**WYBRANY FRAGMENT:**
Oni, wcześniej nieznani
Oni, których nigdy nie widziałam
Oni, których głosu nie znam
Oni, nie wiadomo czy starzy, czy młodzi

Oni
którzy dzięki dwóm godzinom rozmowy
którzy dzięki informacjom na fb
którzy dzięki ilustracjom

wprowadzają nowy ład
wiarę
kolejne pomysły
i
ziarenko chęci

Ona - kręci, nie tylko na rowerze, ale lokalnie, społecznie, dzieli jedzenie, dzieli pasje, angażuje pokolenia

Ona - "robi swoje", rozwia podaną nić i snuje plany, i składa we wzory i opowieści

On - rysuje tak, że nie sposób powiedzieć choćby słowo, bo żadne tego nie opisze


kiedy jest tak ...
zjawiają się
Oni

Oni - nawet o tym nie wiedzą
Ja - wiem, że są i co ze sobą przynoszą



On, czyli Grzegorz Ptak
On, czyli Grzegorz Ptak





02 września 2017

Wyzwanie jeszcze zagraniczne

Taki projekt do realizacji w najbliższym czasie rozpoczęłam.
Czas to pojęcie względne, a co dopiero najbliższy czas.
W moim wypadku może się on okazać całkiem długi, ale nie to jest ważne.
Ważna jest droga i planuje ją przejść.
Wykonanie nie jest doskonałe, ale doskonałość mnie męczy.
Uczę się, uczę się i jeszcze raz uczę.





Moje wykonanie:
szydełko – 4,0
przędza – Scheepjes – Stone Washed


kwadrat 1 x 3




17 sierpnia 2017

stare (?) drzewa

- starych drzew się nie przesadza -
jaka tajemnica
i jaka prawda
tkwi w tych słowach

czy tylko starych?

**PREZENTOWANE DANE:**
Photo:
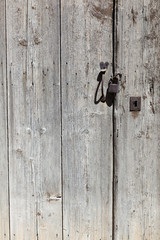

**WYMAGANIA:**
(1) Podaj z wybranego fragmentu wierną kopię tekstu od słów „02 września 2017” aż do słów „jeszcze raz uczę.” włącznie.
(2) Jakiego rozmiaru szydełka użyto w wykonaniu opisanym w wybranym fragmencie?
Zestawienie nie ma tu żadnego znaczenia.

**ODPOWIEDZI PISEMNE:**
(1)
02 września 2017

Wyzwanie jeszcze zagraniczne

Taki projekt do realizacji w najbliższym czasie rozpoczęłam.
Czas to pojęcie względne, a co dopiero najbliższy czas.
W moim wypadku może się on okazać całkiem długi, ale nie to jest ważne.
Ważna jest droga i planuje ją przejść.
Wykonanie nie jest doskonałe, ale doskonałość mnie męczy.
Uczę się, uczę się i jeszcze raz uczę.

(2) Użyto szydełka w rozmiarze 4,0.